Tasks to carry out:
1. In the letter to the editor, which book contained the description of the virtues of the word "no"?
2. Print the portion of the letter to the editor that begins at the words containing "Good Medicine From" and ends after "in many individuals.".
3. Give what follows the last sentence of the letter to the editor.

Text for analysis:

******

Good Medicine From Dr. No
I pumped my fist and said, "Yes!" upon reading the July 28 front-page article "Senate's 'Dr. No' Spurs Showdown Over Spending." Sen. Tom Coburn exemplifies the common sense, discipline and fortitude that are so often lacking in our government today, as well as in many individuals.
A couple of years ago, I came across a description of the virtues of the word "no" that was included in the book "Mastering Monday" by John D. Beckett. I would encourage people to post this reminder in a prominent place:
" 'No' may be the most efficient time-saver in the English language.
"What it lacks in grace is more than offset by its brevity. You don't equivocate when you say 'no,' though you may risk offense. Used with discretion and appropriate garnishes, 'no' can save you hours of time.
" 'No' returns responsibility to its rightful owner. 'No' enables you to focus on your priorities. 'No' protects you from your own good heart.

******

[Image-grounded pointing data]
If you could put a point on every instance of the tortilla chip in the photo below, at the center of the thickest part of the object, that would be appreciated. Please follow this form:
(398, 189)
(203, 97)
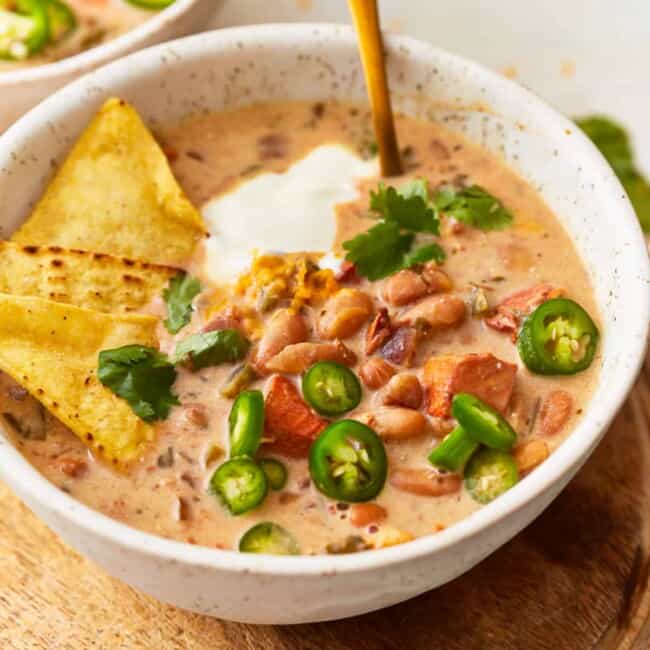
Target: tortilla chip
(51, 349)
(91, 280)
(116, 194)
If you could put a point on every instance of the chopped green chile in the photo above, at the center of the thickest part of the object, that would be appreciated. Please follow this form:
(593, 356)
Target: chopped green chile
(482, 423)
(347, 462)
(268, 537)
(558, 338)
(238, 380)
(211, 348)
(331, 388)
(490, 473)
(276, 472)
(240, 484)
(454, 451)
(246, 423)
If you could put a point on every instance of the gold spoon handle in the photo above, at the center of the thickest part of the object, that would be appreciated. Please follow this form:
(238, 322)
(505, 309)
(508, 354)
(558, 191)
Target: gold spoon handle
(366, 21)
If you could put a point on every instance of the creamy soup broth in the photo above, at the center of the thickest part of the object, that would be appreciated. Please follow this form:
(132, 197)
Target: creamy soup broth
(166, 494)
(98, 21)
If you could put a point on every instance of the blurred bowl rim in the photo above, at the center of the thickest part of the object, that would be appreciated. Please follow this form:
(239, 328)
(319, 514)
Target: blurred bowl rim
(104, 53)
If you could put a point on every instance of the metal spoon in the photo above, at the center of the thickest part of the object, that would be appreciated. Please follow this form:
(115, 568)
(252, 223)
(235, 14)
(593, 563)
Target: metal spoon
(366, 21)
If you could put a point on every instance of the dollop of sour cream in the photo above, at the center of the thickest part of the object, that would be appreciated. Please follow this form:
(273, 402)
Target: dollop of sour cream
(290, 212)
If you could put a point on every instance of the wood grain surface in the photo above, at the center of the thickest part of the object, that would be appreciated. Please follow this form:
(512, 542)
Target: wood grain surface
(576, 579)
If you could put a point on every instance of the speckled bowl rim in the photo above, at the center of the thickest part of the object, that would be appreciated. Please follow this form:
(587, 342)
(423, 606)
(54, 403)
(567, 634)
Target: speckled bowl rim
(96, 56)
(566, 459)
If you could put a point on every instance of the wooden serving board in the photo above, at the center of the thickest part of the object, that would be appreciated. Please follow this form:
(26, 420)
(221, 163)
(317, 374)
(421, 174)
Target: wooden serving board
(576, 579)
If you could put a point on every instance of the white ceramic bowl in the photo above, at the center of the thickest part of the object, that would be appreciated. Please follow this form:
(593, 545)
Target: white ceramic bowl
(23, 88)
(233, 67)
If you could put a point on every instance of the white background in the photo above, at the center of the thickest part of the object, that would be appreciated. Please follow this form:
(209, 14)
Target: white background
(583, 56)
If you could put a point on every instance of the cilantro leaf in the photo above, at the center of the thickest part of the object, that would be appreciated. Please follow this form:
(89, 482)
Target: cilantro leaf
(475, 207)
(424, 254)
(211, 348)
(614, 144)
(142, 376)
(409, 206)
(178, 296)
(379, 251)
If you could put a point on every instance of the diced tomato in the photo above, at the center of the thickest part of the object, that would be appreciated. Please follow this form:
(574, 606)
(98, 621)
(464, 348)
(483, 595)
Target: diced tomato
(482, 375)
(401, 347)
(347, 274)
(289, 421)
(509, 313)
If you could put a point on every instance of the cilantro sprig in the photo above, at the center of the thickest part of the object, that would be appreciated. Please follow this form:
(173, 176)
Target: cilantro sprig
(178, 296)
(385, 248)
(409, 207)
(211, 348)
(142, 376)
(614, 143)
(474, 206)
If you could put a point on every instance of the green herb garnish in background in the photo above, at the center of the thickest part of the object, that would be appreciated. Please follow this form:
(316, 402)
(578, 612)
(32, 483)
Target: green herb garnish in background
(404, 212)
(385, 248)
(614, 143)
(211, 348)
(473, 206)
(178, 296)
(142, 376)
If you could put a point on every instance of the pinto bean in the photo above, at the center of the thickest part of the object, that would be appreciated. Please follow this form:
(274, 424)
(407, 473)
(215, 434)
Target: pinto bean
(555, 412)
(344, 313)
(438, 311)
(404, 287)
(394, 422)
(379, 331)
(362, 514)
(296, 358)
(403, 390)
(375, 373)
(436, 279)
(440, 427)
(529, 455)
(284, 328)
(425, 482)
(401, 347)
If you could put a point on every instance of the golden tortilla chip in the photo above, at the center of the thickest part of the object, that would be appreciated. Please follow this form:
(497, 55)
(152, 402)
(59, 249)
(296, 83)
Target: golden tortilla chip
(51, 349)
(116, 194)
(91, 280)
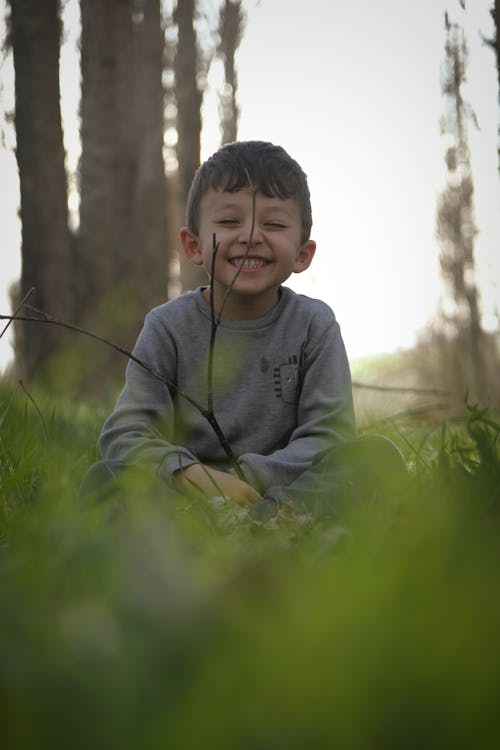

******

Replies:
1. "Mastering Monday" by John D. Beckett.

2.
Good Medicine From Dr. No
I pumped my fist and said, "Yes!" upon reading the July 28 front-page article "Senate's 'Dr. No' Spurs Showdown Over Spending." Sen. Tom Coburn exemplifies the common sense, discipline and fortitude that are so often lacking in our government today, as well as in many individuals.

3.
"Do not scorn the pungent clarity of 'no.' It can be your ticket to success."
Just think of the health benefits of employing "no" when tempted to eat another doughnut or to waste time in front of the TV rather than exercise.
Consider the financial rewards of saying 'no' to buying items that are not needed and are not in your budget; and the physical, mental and other benefits of saying 'no' to peer pressure, drugs, alcohol abuse, casual sex, etc. Stress is much reduced, and happiness increased, when we can tell ourselves and others "no" and mean it. Those "in the no" know.